The line containing "of the lattice" marks the start; return it and every line after it in the listing below, exactly, through the last.

■ ■ ■

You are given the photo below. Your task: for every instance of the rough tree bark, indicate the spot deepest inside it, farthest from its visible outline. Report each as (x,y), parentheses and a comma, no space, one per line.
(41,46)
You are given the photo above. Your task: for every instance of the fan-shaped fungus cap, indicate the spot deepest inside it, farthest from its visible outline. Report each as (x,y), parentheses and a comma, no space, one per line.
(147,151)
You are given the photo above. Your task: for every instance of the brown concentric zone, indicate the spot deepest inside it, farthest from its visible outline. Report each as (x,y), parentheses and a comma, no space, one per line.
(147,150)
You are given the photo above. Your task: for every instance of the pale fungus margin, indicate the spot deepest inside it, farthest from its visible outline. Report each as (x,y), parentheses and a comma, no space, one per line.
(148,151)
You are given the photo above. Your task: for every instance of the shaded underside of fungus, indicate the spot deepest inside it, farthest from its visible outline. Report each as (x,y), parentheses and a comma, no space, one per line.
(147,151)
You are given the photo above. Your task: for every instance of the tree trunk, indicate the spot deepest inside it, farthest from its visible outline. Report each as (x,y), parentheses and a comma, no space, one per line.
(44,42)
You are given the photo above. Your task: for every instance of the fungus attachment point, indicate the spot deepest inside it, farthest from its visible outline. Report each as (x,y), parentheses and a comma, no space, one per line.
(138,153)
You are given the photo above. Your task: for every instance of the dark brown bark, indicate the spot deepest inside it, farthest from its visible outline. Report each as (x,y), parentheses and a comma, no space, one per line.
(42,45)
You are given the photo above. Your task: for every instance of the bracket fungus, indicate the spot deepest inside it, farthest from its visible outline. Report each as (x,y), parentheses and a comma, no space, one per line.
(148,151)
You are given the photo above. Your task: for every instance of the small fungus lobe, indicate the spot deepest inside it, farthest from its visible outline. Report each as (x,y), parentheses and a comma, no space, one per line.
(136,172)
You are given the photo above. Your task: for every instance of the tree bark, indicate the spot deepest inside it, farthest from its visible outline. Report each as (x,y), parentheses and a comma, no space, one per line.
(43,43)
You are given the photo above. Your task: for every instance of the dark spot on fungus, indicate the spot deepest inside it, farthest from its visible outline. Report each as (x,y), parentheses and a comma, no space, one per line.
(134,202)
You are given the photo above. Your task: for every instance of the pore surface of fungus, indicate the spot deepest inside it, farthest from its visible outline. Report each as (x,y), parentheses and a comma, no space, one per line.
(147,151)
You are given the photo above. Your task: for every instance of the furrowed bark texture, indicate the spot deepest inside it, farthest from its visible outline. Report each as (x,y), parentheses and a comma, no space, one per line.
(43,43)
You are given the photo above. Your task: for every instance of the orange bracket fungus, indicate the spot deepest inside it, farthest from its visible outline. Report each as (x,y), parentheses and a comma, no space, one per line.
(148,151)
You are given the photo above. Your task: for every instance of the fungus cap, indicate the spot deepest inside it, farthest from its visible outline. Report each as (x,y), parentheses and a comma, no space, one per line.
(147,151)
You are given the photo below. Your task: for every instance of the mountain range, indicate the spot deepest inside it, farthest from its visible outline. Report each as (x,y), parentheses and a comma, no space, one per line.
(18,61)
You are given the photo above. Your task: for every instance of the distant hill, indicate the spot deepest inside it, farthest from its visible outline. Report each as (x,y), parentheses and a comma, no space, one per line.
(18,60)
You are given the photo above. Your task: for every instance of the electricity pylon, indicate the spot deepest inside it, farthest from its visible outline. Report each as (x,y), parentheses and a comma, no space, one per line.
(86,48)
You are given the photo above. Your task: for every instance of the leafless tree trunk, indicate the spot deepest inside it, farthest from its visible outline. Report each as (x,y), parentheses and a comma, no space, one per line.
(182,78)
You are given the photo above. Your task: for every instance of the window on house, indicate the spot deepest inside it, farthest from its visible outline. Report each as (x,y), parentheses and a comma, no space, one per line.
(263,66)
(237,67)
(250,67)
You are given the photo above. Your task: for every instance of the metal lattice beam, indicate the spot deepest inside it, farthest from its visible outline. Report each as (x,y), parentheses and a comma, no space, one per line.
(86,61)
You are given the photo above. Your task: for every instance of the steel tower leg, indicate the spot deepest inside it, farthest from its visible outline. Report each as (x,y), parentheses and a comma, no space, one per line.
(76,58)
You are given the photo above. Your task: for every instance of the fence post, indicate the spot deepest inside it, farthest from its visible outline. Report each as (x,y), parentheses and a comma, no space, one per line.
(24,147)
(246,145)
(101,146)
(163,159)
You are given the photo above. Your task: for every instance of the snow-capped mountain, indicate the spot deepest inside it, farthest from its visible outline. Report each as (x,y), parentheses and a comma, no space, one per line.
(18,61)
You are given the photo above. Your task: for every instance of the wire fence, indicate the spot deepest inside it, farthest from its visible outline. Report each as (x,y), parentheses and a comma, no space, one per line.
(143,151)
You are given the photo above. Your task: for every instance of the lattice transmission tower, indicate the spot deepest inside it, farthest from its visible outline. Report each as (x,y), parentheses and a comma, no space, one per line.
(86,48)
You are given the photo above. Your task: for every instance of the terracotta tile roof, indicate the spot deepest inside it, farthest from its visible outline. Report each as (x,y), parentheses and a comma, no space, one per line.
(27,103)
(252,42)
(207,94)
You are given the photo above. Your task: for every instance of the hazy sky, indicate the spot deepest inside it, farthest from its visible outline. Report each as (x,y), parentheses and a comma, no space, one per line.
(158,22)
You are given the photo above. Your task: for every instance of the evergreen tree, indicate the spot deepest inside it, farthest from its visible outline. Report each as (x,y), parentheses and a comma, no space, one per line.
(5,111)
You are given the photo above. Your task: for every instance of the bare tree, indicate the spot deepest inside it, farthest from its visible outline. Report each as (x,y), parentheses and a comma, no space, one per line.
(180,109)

■ ■ ■

*Solution to the exercise*
You are given the photo above. Your task: for every instance of the lattice transmission tower, indicate the spot deepest inside it, farthest from its visible outline. Report each as (x,y), parentheses and a comma, no space, one per line.
(86,48)
You are given the photo above. Your task: for every instance of the terracotta tile roof, indicate the spot deepest inside it, farthest from its visible outline. Report each as (x,y), parentheses and a comma, no space, one per line.
(27,103)
(252,42)
(207,94)
You are given the photo above. Your task: for every instance of the hazy sky, indicate the spot deepest inside it, farthest from its visible outline. Report each as (x,y), parentheses and a comma, no space, one per line.
(158,22)
You are given the photo above. Your task: for every instance of the evergreen tree, indicate the spot deepest inside it, farthest from its visible outline. Report each as (x,y), parentheses and a comma, no space, one per line.
(5,111)
You are given the photo above. Your task: for every instance of the bare tree, indicate the spot deepest inside it, farthest from its visible outline. Report each as (x,y), parentheses and a comma, no space, one per line.
(180,109)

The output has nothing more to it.